- [Supplied entries]
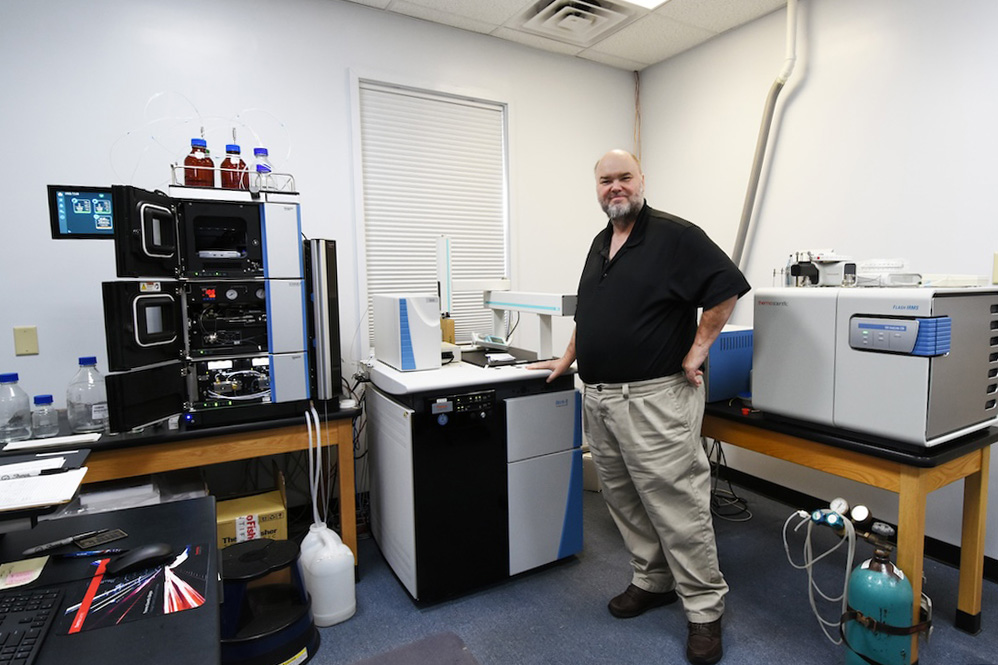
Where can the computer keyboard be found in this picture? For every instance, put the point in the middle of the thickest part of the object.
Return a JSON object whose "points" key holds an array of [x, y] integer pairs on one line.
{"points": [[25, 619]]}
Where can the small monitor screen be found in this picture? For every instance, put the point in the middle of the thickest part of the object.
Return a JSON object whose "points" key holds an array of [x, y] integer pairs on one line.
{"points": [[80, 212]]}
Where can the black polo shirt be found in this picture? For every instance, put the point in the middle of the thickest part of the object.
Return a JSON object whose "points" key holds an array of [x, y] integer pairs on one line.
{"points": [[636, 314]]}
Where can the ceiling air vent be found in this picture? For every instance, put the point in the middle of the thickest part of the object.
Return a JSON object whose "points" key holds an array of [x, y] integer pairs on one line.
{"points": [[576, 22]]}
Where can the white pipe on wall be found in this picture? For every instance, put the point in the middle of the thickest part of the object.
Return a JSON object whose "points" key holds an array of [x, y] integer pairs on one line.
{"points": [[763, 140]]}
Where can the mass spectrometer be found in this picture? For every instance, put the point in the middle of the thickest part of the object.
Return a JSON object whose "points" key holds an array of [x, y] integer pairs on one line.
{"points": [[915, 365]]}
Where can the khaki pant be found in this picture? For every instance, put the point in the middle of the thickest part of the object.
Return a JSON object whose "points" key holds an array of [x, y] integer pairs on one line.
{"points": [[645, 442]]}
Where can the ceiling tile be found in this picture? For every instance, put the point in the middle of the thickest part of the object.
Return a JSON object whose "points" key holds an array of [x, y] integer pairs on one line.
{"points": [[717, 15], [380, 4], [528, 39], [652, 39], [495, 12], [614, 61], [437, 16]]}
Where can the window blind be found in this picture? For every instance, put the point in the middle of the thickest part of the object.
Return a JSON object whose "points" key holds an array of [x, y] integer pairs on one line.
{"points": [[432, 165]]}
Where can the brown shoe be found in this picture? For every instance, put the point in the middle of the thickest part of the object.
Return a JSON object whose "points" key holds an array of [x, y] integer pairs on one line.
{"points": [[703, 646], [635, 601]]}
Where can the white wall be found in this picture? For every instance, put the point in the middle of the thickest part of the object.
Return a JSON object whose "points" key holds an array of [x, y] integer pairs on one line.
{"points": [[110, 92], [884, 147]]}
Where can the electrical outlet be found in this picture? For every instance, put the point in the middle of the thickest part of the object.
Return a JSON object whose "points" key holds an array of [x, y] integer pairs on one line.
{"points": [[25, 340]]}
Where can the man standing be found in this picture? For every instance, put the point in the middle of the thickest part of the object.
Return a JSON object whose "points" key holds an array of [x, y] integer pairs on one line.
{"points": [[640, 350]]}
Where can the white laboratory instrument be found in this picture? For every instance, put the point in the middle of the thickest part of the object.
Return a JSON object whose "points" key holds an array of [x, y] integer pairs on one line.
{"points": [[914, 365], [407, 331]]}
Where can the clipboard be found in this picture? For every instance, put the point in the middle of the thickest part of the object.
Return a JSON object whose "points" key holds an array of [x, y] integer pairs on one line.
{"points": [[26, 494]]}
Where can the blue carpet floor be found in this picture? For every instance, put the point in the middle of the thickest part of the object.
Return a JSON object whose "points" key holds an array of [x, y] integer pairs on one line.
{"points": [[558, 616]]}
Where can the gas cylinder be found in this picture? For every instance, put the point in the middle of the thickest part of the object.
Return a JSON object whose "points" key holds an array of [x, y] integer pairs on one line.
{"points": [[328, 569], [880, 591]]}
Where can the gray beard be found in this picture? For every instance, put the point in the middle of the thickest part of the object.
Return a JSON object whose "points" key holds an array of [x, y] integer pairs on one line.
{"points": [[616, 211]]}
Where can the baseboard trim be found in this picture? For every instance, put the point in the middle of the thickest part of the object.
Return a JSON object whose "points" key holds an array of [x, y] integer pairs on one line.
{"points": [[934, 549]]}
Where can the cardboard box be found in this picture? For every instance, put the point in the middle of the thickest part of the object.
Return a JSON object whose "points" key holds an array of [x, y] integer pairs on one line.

- [Work instructions] Find "Where can the gas" in the data above, then repeat that line and all lines after it exactly, ending with the final line.

- [Exercise result]
Where can the gas cylinder be found in this picture? For every instance, put the point in the middle of the thickest part of the object.
Return a JSON object whose "points" key holds an array of [x, y] integer pairs on one line.
{"points": [[328, 569], [880, 591]]}
Where can the gray beard be found in this picture? For every instance, put the point in the middle of the thickest part of the object.
Return a JSON object whose "points" key holds an array of [x, y] integer pairs on one line.
{"points": [[616, 211]]}
Where can the baseboard trim be found in this picture? For every instance, put the point in the middle of the thickest part of the object.
Return a JSON object whose "points" key holds an array of [x, y] integer pairs on one line.
{"points": [[934, 549]]}
Where can the cardboard box be found in this picture? For every instance, put the point in the middle of the thickest part of the object.
Return a JSON object whose "points" key holds an array of [x, y] integer pairs on one line.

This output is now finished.